↓↓↓

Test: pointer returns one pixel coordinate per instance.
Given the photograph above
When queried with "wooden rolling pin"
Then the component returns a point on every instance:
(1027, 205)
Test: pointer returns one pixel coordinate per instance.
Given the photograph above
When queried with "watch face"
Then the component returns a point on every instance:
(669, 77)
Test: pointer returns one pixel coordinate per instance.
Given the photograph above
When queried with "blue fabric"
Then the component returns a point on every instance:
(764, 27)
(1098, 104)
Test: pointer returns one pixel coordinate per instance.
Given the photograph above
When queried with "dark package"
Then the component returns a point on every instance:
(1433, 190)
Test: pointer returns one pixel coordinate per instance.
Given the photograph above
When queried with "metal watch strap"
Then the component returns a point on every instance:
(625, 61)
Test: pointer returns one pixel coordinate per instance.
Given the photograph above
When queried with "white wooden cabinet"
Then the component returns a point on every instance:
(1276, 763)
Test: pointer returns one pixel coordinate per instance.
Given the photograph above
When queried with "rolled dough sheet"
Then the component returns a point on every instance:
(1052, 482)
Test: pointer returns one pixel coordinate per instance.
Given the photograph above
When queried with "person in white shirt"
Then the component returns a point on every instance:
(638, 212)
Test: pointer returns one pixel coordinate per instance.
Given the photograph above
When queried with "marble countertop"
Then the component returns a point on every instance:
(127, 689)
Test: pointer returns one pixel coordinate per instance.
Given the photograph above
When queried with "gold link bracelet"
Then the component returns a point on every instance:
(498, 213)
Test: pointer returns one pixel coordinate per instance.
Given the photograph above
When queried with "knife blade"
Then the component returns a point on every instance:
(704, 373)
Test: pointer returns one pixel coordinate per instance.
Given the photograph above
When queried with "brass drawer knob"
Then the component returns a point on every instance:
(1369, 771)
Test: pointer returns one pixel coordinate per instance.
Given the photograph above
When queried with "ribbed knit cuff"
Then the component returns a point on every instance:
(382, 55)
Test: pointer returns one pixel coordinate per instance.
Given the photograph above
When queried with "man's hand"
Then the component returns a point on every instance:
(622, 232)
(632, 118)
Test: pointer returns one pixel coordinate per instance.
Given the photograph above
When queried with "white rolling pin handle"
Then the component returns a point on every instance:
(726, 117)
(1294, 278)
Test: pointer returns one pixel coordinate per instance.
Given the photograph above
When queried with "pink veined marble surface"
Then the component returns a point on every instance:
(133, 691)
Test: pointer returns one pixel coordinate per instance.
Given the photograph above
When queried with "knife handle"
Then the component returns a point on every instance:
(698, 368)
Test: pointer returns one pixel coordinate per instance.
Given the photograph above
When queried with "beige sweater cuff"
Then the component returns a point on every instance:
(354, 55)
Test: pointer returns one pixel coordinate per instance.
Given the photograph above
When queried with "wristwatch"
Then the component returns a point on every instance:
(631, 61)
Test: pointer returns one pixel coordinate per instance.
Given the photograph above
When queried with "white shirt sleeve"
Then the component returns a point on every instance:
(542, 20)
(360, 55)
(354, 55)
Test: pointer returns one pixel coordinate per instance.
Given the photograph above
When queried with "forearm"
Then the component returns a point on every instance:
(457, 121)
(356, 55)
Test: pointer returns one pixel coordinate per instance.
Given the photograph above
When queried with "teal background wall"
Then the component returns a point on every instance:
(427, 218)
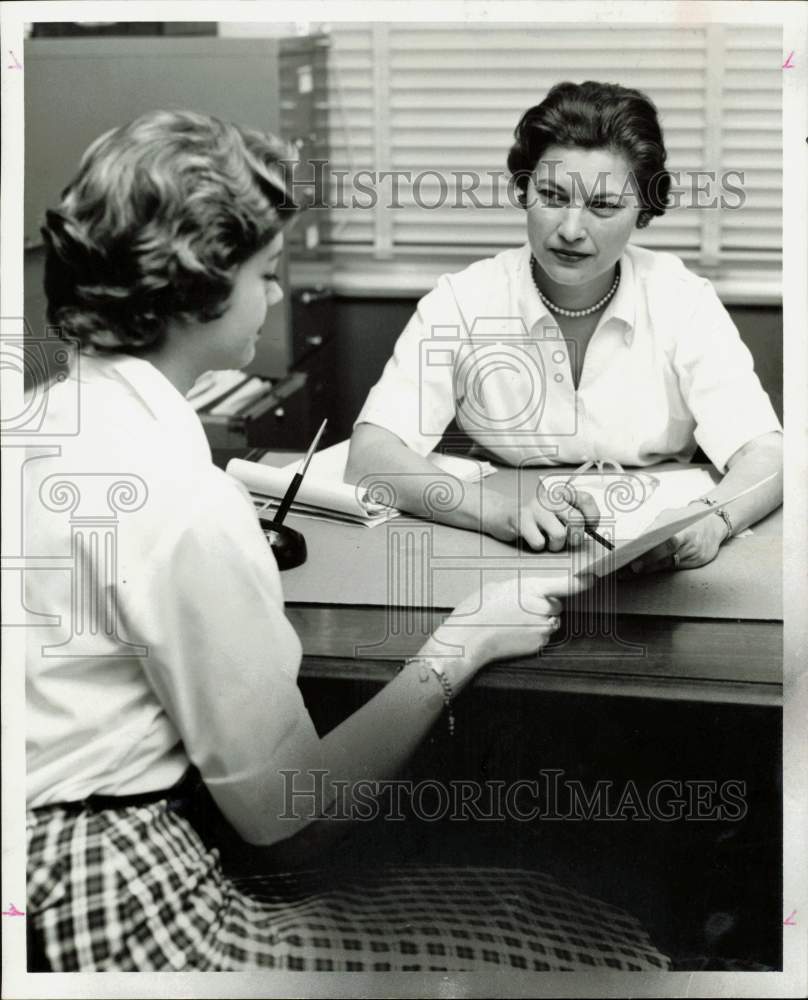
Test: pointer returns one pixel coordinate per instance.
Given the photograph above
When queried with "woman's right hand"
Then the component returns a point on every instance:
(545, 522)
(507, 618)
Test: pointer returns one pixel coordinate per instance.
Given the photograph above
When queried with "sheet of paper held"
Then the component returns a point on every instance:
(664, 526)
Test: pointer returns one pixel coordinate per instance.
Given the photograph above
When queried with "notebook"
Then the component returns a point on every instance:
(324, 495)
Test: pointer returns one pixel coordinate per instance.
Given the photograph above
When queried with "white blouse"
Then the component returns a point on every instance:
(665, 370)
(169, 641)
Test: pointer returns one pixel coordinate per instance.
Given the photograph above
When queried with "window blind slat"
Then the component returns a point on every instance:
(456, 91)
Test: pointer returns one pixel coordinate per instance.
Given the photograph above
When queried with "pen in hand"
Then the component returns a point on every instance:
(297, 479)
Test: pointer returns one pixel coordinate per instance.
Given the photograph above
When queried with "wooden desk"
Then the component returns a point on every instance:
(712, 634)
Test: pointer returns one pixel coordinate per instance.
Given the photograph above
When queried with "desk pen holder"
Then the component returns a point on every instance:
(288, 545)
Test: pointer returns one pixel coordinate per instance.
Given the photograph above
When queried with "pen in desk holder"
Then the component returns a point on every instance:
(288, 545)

↑↑↑

**Exercise details**: Reproduce the complete set of records verbatim and omit the pictures.

**Output below**:
Test: pointer returns one pixel coordinate per instance.
Given the photograph above
When queried with "wooden rolling pin"
Then the component returns a point on every instance:
(1027, 205)
Test: pointer returns one pixel coordinate per instance.
Given the photograph above
When queried with "watch face"
Then the component returns a point on every instance:
(669, 77)
Test: pointer returns one pixel coordinate per instance.
Given the photograph above
When queried with "blue fabric"
Then the component returns a point on every instance:
(764, 27)
(1098, 104)
Test: pointer returns one pixel coordinate per instance.
Given the photograph above
When queried with "dark package"
Then the component returns a point on every instance:
(1433, 190)
Test: pointer returns one pixel coordinate per instance.
Given the photograph above
When queried with "metal watch strap"
Then the component returns a point on every instance:
(625, 61)
Test: pointer returns one pixel coordinate per instance.
Given the photograph above
When queried with "white wooden cabinet"
Then the component returns a point on every instance:
(1276, 763)
Test: pointer returns one pixel coordinate per instance.
Given the photograph above
When queried with "rolled dough sheet"
Then the component returns a point on every instance:
(1052, 482)
Test: pointer returns one pixel coordinate per instance.
Given the photograph above
When queried with "person in white shirt"
Then the component returns a point on every instance:
(638, 212)
Test: pointer returns one pixel coordinate per instance.
Given the photograph above
When queried with "marble countertop"
Then the component returns a point on every instance:
(127, 689)
Test: pointer returns one pixel coordinate per instance.
Given the photograph above
When queried with "gold link bracelet"
Then the component returns a point on every instance:
(498, 213)
Test: pointer returns one pixel coordinate per instance.
Given the photograph above
When queried with "knife blade"
Then the component returns a point on every instance:
(704, 373)
Test: pointer returns one pixel coordinate per instance.
Given the photograph above
When queried with "brass drawer knob"
Then the component returns a point on every instance:
(1369, 771)
Test: pointer returns one pixel coordinate per instance.
Given the photograph above
When queried with "ribbed knit cuff"
Then the component returns a point on every instance:
(382, 55)
Test: pointer returns one pixel coordinate per instance.
Given the photograph above
When queried with "man's hand"
Then the component returns a point on every instance:
(622, 232)
(632, 118)
Test: pointer returns one pixel coordinate per instance.
Given the photograph above
When queried with "white rolling pin handle"
Then the component returns a point on every instance:
(726, 117)
(1294, 278)
Test: pointer returns one pixel coordinate per instance.
Given the photograph above
When queried with "pink veined marble surface"
Then the component returns a point on every instance:
(133, 691)
Test: pointer returns one pixel coordinate per instance.
Given the photograph above
When queried with "knife handle"
Then the component returns a point on every instance:
(698, 368)
Test: pointer returns one pixel coordinate per instance.
Given the photograph above
When queried with "beige sweater cuff"
Then the component returns a point on every instance:
(354, 55)
Test: pointer returns one pixel coordinate per instance.
Given the photograph above
When queried with "wristwatch"
Then the component returns a point on every instance:
(631, 61)
Test: pointer returns one pixel coordinate per instance.
Given the photograph above
When queried with "white shirt sleeve"
Then the component returns a point on every instance:
(542, 20)
(360, 55)
(354, 55)
Test: pointer returns one pixel coordinate per instance.
Given the photograph above
When queried with "forearm"
Then the component returns a point on every instance:
(457, 121)
(356, 55)
Test: pointer returns one pixel coordinate per instance.
Given the photograph above
When queried with "teal background wall"
Then the component returns a point on every instance:
(427, 218)
Test: pointer returns one pixel coordinate per instance.
Given the photograph above
When queried with "woman's right hand"
Then the component returns a point on every instance:
(545, 522)
(507, 618)
Test: pointer returns one pixel coordinate per instance.
Given the photograph above
When queried with "sheet of paper held"
Then the component returns a point on every instance:
(664, 526)
Test: pointer returns one pixel coordinate per instance.
Given the photograph above
When queried with "notebook"
Then the component returns a point on every instance:
(324, 495)
Test: pointer returns one pixel coordinate per instance.
Given the photograph above
When queried with "white blouse"
Then the component returns a point on every instance:
(665, 370)
(169, 641)
Test: pointer returns one pixel coordinate per instance.
Given the photograph above
When queried with "window blind slat"
Then the component returns a point on every instance:
(456, 91)
Test: pointer returns one pixel coordinate per instance.
Given the photograph above
When queried with "pen in hand"
Then the component returns a point on every instance:
(297, 479)
Test: pointer returns one pixel coordinate per instance.
Given the photograph above
When queried with "wooden desk"
Then the component returns a point on every instance:
(712, 634)
Test: pointer returns one pixel coordinate per instance.
Given the photograph above
When queried with "desk pen holder"
Then the component returns a point on every instance:
(288, 545)
Test: pointer returns one pixel coordinate per instance.
Given the photograph above
When queried with "pen in desk holder"
Then the component returns a point on every instance:
(288, 545)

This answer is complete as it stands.